**YOUR INSTRUCTIONS:** Rewrite the lines from the one containing "Automation pipeline query — the target element is the colorful" through the end of the lines below, replacing "logo" with "emblem" and keeping everything else unchanged.

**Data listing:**
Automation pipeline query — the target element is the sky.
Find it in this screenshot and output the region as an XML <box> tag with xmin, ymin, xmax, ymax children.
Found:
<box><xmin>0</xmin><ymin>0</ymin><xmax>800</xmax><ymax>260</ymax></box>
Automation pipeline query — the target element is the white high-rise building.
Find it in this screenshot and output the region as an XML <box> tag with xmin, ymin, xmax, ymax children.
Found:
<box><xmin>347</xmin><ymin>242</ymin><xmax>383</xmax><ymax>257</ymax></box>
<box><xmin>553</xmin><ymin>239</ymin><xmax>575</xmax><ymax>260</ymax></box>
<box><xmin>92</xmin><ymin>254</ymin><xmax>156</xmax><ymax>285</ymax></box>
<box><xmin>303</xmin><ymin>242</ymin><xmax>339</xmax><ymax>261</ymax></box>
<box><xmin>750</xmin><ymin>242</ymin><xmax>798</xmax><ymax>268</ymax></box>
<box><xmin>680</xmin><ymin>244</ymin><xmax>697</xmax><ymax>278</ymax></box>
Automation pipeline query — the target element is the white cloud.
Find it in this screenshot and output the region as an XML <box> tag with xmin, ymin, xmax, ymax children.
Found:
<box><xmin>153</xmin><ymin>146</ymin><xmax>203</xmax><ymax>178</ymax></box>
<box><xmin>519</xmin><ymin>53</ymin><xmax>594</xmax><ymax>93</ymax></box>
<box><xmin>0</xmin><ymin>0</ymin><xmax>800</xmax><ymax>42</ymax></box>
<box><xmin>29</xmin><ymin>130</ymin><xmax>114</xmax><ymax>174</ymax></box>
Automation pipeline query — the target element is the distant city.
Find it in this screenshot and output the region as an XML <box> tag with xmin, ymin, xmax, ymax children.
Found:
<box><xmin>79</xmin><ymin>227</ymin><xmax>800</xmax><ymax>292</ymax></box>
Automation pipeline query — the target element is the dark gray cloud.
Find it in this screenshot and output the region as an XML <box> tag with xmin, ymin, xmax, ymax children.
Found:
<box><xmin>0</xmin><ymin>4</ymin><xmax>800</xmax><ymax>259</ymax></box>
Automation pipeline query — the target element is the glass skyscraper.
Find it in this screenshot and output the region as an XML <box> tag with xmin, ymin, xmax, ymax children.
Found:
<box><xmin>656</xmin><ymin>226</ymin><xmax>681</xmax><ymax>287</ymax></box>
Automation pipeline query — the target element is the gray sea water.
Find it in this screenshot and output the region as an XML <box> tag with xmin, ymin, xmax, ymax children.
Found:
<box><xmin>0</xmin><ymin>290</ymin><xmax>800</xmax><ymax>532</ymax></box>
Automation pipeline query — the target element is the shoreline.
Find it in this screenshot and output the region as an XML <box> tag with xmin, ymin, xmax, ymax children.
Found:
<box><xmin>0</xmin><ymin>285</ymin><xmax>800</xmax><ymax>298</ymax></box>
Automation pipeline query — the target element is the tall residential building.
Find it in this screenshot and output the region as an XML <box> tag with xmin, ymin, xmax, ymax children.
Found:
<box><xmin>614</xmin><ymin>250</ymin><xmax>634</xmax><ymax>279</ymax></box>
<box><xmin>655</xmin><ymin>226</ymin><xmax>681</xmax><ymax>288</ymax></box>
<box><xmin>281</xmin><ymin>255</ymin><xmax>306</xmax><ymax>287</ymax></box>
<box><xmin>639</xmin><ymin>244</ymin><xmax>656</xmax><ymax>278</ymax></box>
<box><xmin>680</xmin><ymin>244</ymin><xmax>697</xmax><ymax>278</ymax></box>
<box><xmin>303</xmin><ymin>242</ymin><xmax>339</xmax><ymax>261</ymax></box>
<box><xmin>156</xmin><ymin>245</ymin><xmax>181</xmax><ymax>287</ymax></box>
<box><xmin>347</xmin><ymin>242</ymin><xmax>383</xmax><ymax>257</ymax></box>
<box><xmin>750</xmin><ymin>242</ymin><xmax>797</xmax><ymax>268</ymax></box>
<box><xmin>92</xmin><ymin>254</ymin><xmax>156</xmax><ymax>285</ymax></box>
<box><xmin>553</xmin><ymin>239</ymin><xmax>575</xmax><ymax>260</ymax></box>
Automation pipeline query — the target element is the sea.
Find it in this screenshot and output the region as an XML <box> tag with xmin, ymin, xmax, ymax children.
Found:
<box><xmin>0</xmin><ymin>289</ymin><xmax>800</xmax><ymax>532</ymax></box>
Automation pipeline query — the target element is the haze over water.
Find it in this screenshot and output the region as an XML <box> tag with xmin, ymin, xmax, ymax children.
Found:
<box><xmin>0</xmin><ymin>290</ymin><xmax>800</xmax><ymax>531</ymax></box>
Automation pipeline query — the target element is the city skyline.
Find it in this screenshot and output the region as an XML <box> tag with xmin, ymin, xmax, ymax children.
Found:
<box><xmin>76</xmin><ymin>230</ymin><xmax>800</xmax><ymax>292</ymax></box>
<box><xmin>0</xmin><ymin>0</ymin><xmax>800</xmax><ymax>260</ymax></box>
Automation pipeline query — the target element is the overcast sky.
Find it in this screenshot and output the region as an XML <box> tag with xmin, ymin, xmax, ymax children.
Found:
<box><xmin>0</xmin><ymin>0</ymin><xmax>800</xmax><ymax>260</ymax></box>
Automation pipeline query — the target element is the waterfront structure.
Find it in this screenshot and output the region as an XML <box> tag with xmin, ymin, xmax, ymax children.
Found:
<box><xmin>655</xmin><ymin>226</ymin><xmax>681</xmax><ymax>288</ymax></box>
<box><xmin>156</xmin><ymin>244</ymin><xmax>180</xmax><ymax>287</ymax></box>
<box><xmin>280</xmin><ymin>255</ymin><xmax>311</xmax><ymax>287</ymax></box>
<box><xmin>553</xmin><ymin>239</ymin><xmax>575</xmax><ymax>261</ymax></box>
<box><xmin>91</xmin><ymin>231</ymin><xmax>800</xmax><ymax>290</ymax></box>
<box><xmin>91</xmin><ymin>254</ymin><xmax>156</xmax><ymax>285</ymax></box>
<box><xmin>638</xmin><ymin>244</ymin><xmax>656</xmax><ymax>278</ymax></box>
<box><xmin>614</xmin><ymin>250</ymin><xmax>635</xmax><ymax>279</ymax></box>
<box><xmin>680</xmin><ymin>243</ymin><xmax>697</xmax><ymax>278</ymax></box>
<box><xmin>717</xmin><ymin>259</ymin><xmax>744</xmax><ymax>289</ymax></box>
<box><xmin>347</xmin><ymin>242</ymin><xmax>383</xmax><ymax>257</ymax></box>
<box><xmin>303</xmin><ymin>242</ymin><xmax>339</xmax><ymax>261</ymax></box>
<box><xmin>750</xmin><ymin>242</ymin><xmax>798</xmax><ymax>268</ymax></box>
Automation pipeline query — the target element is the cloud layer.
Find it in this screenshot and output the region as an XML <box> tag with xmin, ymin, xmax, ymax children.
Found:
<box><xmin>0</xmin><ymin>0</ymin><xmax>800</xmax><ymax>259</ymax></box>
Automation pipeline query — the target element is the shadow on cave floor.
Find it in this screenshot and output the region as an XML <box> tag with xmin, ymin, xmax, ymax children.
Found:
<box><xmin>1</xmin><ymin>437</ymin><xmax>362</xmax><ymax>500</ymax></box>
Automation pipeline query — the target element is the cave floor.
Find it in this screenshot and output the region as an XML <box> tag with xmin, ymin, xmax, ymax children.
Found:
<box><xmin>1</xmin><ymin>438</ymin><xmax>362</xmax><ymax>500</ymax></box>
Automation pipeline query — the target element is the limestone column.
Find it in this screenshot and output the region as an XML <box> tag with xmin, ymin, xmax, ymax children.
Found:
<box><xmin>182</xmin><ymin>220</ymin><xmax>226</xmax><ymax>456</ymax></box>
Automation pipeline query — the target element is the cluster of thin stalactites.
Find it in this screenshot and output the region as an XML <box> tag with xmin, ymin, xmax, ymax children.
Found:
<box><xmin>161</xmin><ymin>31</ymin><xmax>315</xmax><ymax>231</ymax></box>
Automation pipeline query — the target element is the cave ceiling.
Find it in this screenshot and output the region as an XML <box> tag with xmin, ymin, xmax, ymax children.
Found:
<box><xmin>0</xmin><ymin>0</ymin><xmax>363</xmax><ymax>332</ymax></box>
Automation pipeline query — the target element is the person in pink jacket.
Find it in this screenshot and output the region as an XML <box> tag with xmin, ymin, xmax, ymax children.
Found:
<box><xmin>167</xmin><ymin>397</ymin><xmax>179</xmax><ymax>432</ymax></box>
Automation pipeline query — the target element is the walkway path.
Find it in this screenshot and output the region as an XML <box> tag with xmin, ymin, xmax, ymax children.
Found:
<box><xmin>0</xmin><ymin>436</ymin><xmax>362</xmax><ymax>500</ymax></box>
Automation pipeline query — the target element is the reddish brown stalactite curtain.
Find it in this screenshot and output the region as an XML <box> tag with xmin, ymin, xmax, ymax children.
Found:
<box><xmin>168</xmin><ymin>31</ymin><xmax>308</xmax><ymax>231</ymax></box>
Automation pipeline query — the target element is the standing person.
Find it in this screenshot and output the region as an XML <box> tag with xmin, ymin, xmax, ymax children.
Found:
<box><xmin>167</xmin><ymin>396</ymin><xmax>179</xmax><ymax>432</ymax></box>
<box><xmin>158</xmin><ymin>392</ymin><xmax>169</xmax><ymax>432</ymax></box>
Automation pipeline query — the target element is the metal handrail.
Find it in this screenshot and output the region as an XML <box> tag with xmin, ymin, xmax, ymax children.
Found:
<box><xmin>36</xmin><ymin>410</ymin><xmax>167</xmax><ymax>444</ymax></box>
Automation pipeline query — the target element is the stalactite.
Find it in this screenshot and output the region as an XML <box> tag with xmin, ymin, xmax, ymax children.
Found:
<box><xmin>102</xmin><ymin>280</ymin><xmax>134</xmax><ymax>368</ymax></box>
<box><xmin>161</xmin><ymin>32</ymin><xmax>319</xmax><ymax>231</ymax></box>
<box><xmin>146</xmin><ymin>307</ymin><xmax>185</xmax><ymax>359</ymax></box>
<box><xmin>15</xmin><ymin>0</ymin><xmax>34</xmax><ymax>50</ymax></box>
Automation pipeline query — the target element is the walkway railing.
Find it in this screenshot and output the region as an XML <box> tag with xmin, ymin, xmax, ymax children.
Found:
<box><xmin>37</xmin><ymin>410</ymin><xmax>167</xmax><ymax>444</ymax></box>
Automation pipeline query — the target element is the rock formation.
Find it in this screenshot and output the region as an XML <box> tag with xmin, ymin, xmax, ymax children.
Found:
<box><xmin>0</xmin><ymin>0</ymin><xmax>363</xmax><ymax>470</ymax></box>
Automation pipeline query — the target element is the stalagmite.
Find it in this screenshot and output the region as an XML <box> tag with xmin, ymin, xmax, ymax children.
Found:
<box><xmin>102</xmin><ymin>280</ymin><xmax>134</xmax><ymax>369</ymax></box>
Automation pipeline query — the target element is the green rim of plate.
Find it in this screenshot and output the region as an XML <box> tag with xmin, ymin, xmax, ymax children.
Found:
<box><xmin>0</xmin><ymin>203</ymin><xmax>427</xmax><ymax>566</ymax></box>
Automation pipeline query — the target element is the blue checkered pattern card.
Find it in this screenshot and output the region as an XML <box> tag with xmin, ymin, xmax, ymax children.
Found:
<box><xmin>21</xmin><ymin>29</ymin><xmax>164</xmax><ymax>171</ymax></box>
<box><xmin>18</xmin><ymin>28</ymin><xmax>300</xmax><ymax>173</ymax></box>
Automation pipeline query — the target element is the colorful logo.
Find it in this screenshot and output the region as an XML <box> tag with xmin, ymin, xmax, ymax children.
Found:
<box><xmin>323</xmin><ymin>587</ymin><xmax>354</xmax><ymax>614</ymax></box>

**EXERCISE RESULT:**
Automation pipeline query — the target element is the colorful emblem.
Find it in this screenshot and output the region as an XML <box> tag with xmin, ymin, xmax, ymax children.
Found:
<box><xmin>323</xmin><ymin>587</ymin><xmax>354</xmax><ymax>614</ymax></box>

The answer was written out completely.